**** DATA RECORDS ****

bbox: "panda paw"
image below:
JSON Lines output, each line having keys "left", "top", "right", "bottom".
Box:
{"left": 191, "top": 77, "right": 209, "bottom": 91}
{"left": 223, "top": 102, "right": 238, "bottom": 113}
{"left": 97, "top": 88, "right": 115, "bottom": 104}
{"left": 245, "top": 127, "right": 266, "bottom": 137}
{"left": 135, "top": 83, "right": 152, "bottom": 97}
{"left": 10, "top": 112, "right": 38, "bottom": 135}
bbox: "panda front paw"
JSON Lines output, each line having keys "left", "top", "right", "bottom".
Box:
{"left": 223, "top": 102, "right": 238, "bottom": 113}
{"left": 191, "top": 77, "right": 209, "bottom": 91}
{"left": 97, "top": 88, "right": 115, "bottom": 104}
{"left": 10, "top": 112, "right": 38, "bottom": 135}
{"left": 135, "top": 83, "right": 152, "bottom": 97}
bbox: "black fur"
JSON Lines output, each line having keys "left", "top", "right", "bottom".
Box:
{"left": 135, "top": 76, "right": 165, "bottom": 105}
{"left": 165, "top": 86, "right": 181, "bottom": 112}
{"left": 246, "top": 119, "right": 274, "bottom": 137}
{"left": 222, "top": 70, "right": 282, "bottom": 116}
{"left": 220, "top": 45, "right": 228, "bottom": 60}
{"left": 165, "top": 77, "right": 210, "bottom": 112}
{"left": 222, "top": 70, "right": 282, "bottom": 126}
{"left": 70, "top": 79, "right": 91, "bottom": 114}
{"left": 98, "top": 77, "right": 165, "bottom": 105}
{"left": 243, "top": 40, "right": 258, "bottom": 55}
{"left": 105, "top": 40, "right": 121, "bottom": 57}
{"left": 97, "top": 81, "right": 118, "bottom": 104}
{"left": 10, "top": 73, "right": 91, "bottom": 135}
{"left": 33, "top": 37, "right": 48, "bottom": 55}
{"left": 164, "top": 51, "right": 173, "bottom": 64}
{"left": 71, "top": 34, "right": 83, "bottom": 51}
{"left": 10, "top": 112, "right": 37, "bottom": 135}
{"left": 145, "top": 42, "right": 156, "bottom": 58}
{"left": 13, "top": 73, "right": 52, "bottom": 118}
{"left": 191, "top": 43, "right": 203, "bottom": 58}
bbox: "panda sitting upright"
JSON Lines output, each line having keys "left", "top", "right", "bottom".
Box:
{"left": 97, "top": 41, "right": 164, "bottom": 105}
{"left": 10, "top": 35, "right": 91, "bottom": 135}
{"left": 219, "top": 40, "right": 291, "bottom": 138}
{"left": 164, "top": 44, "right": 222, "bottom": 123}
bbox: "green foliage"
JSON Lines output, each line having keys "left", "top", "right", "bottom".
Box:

****

TASK INSTRUCTIONS:
What you return must match the data above character for character.

TASK OUTPUT:
bbox: "panda paw"
image below:
JSON Lines output, each line having keys "left", "top", "right", "bottom".
Box:
{"left": 191, "top": 77, "right": 209, "bottom": 91}
{"left": 223, "top": 102, "right": 238, "bottom": 113}
{"left": 97, "top": 88, "right": 115, "bottom": 104}
{"left": 245, "top": 127, "right": 266, "bottom": 137}
{"left": 135, "top": 83, "right": 152, "bottom": 97}
{"left": 10, "top": 112, "right": 38, "bottom": 135}
bbox: "panda front paw"
JSON Lines output, each line having keys "left", "top", "right", "bottom".
Box:
{"left": 223, "top": 102, "right": 238, "bottom": 113}
{"left": 191, "top": 77, "right": 209, "bottom": 91}
{"left": 97, "top": 88, "right": 115, "bottom": 104}
{"left": 10, "top": 112, "right": 38, "bottom": 135}
{"left": 135, "top": 83, "right": 152, "bottom": 97}
bbox: "black fur"
JSON Lines output, each line having keys "left", "top", "right", "bottom".
Box:
{"left": 135, "top": 76, "right": 165, "bottom": 105}
{"left": 165, "top": 86, "right": 181, "bottom": 112}
{"left": 246, "top": 119, "right": 274, "bottom": 137}
{"left": 222, "top": 70, "right": 282, "bottom": 116}
{"left": 220, "top": 45, "right": 228, "bottom": 60}
{"left": 165, "top": 77, "right": 210, "bottom": 112}
{"left": 222, "top": 70, "right": 282, "bottom": 126}
{"left": 70, "top": 79, "right": 91, "bottom": 114}
{"left": 98, "top": 77, "right": 165, "bottom": 105}
{"left": 243, "top": 40, "right": 258, "bottom": 55}
{"left": 105, "top": 40, "right": 121, "bottom": 57}
{"left": 97, "top": 81, "right": 118, "bottom": 104}
{"left": 10, "top": 73, "right": 91, "bottom": 135}
{"left": 33, "top": 37, "right": 48, "bottom": 55}
{"left": 164, "top": 51, "right": 173, "bottom": 64}
{"left": 71, "top": 34, "right": 83, "bottom": 51}
{"left": 10, "top": 112, "right": 37, "bottom": 135}
{"left": 145, "top": 42, "right": 156, "bottom": 58}
{"left": 13, "top": 73, "right": 52, "bottom": 118}
{"left": 191, "top": 43, "right": 203, "bottom": 58}
bbox: "panda sitting upright"
JSON Lines output, each line having keys "left", "top", "right", "bottom".
Box:
{"left": 97, "top": 41, "right": 164, "bottom": 105}
{"left": 10, "top": 35, "right": 91, "bottom": 135}
{"left": 219, "top": 40, "right": 291, "bottom": 138}
{"left": 164, "top": 44, "right": 222, "bottom": 123}
bbox: "green foliage"
JSON Lines output, each line having keys "left", "top", "right", "bottom".
Box:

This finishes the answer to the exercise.